■ Problem statement
Revise the records below so that every "car tire" reads "truck tire" and nothing else changes. Leave the pictures out of your answer.

**** Data listing

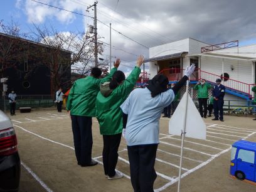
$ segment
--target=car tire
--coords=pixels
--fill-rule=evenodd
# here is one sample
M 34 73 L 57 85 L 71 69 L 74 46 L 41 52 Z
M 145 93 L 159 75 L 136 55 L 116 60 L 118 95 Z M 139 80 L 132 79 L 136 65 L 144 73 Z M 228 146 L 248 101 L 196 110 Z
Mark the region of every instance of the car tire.
M 245 179 L 245 174 L 241 171 L 237 171 L 235 173 L 235 177 L 239 180 L 243 180 Z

********

■ Task output
$ segment
--target=truck tire
--coords=pixels
--fill-rule=evenodd
# here is one sample
M 34 73 L 57 85 L 71 69 L 74 46 L 41 52 Z
M 145 93 L 159 75 L 136 55 L 116 60 L 118 95 Z M 139 80 L 132 79 L 136 65 L 144 73 Z M 228 146 L 248 101 L 196 110 Z
Mark the region of every instance of the truck tire.
M 245 179 L 245 174 L 241 171 L 237 171 L 235 173 L 235 177 L 239 180 L 243 180 Z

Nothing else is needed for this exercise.